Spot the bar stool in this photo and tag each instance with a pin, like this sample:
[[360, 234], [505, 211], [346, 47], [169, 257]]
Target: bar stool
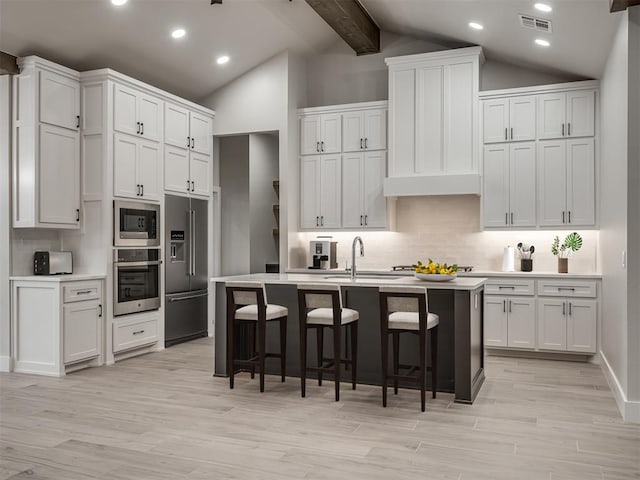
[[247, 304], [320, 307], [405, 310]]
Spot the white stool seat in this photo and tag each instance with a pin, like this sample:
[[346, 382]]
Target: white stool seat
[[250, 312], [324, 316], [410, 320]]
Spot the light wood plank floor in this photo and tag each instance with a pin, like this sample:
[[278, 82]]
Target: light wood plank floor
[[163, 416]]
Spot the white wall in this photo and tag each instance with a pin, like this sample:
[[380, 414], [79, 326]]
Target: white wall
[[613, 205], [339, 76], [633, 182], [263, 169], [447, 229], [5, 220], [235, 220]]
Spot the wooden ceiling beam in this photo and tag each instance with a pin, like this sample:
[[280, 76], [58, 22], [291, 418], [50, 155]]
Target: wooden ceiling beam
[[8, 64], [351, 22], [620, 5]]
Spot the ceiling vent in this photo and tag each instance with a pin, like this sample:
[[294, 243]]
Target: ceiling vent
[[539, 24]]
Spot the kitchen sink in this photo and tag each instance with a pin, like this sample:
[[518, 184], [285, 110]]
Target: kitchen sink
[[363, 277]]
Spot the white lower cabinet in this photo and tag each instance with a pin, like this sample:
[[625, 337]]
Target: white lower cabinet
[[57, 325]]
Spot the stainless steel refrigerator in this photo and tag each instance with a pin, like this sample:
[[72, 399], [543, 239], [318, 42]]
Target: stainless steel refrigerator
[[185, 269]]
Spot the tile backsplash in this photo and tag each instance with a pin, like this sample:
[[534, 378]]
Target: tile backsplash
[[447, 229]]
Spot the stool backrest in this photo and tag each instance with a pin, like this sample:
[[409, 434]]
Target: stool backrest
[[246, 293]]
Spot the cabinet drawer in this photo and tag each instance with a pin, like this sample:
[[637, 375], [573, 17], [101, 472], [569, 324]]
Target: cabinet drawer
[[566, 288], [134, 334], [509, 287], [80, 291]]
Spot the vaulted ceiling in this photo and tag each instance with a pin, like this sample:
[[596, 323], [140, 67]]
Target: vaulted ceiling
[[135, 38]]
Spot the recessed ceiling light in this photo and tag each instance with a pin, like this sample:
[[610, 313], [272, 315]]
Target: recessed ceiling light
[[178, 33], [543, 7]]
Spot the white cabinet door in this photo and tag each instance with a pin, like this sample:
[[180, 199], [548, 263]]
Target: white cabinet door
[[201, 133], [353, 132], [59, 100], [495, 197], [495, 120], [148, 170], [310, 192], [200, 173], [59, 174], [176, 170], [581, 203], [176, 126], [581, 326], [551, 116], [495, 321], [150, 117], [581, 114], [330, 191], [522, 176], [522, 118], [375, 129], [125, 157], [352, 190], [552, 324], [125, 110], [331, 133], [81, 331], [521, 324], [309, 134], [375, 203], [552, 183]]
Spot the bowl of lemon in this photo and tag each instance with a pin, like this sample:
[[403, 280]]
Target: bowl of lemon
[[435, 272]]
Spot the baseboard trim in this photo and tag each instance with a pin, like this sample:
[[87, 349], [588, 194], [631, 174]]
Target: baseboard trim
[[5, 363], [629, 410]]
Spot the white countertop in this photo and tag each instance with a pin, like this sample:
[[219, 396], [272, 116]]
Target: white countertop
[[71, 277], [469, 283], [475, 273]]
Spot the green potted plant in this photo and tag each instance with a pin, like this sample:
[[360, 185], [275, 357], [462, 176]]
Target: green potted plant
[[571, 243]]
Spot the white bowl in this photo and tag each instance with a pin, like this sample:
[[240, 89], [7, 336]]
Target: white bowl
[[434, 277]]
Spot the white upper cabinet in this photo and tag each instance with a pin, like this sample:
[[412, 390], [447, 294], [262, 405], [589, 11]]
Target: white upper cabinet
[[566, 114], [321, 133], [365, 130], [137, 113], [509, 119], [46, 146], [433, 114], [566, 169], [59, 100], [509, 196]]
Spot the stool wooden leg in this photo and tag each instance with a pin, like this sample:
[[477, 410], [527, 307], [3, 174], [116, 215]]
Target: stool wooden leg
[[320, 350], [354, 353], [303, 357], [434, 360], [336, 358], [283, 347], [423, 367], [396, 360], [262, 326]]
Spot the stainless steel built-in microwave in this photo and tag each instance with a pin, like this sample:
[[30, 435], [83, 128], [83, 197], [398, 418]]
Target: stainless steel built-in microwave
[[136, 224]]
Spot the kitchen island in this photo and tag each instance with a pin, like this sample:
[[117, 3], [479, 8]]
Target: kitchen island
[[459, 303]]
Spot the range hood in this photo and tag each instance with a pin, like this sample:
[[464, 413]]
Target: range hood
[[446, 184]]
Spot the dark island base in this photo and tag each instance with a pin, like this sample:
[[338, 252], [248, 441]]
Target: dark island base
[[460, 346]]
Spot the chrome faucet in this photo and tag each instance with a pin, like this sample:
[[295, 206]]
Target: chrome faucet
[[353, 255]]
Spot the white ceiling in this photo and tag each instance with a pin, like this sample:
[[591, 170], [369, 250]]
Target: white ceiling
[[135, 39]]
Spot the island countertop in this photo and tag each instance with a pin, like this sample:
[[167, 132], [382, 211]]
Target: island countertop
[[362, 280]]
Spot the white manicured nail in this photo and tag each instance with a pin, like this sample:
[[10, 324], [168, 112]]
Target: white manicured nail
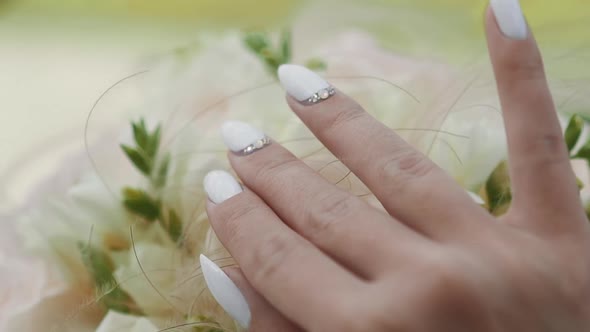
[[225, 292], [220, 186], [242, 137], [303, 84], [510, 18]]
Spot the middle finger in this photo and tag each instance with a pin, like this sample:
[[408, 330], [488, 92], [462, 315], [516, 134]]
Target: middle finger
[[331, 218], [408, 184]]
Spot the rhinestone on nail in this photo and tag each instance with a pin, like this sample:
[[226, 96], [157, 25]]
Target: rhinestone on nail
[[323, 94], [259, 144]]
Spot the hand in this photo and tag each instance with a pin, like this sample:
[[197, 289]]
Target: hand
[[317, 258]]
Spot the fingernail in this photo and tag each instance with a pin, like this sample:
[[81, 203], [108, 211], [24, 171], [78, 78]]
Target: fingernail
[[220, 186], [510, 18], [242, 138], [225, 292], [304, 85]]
* * *
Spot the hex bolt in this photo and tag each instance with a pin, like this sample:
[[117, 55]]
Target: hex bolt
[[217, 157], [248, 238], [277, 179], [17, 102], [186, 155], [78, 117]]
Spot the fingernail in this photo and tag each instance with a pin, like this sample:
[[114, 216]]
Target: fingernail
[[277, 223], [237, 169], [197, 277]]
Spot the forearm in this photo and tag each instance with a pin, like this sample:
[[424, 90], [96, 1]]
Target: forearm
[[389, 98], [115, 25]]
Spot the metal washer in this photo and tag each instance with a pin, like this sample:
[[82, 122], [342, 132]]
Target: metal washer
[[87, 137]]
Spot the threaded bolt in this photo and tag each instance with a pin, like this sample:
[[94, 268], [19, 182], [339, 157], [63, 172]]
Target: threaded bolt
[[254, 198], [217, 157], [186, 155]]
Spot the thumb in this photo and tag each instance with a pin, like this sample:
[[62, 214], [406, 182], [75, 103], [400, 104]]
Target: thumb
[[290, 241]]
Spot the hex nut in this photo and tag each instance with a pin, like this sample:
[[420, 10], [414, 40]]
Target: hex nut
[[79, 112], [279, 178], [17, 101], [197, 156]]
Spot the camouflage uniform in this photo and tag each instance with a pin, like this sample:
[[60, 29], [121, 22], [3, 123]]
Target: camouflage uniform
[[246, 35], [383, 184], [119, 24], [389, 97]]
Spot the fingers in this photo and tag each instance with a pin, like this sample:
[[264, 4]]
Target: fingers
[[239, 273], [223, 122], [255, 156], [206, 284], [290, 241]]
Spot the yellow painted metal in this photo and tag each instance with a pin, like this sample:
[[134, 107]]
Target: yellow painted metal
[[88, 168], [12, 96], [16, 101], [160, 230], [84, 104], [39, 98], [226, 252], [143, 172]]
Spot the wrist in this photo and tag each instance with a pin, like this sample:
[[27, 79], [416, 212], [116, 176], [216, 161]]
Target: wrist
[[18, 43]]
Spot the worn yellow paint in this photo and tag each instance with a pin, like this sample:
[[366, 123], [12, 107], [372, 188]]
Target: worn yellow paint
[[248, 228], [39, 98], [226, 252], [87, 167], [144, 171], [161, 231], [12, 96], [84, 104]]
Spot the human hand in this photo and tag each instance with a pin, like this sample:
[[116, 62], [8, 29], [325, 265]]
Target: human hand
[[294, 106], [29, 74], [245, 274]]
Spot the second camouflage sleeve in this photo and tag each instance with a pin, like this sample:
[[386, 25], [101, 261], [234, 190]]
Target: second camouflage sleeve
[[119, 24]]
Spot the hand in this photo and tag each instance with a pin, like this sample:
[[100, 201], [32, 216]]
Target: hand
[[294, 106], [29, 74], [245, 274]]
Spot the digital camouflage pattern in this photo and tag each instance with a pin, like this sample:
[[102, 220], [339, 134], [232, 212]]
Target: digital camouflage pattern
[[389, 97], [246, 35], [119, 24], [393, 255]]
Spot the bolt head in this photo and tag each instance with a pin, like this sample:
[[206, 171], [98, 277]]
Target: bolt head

EXERCISE INSTRUCTIONS
Your answer should consist solely of the lines above from the line with "[[294, 243]]" to the line with "Spot the cabinet", both included, reproduced exactly.

WRITTEN REPLY
[[294, 243]]
Target: ceiling vent
[[539, 24]]
Spot the kitchen sink in this photo and tag each instance with a pin, like this sample:
[[518, 184], [285, 110]]
Target: kitchen sink
[[363, 277]]
Spot the white lower cabinet in this photo and tag each instance with a pin, like this sample:
[[625, 337]]
Target: white lower cabinet
[[57, 325]]
Spot the stainless steel refrigerator in this photo and tag each instance with a pin, like this sample:
[[72, 399], [543, 239], [318, 42]]
Target: stainless steel refrigerator
[[185, 269]]
Spot the tile backsplash in this photo and tag each instance with a pin, like this sample:
[[534, 378]]
Target: tile backsplash
[[447, 229]]
Spot the stool backrest in this photo and tag each instance with a pin, like this sample:
[[409, 434]]
Target: stool backrest
[[246, 293]]
Spot the cabinet drawer in this photo and tag each instance with a pin, like this sample:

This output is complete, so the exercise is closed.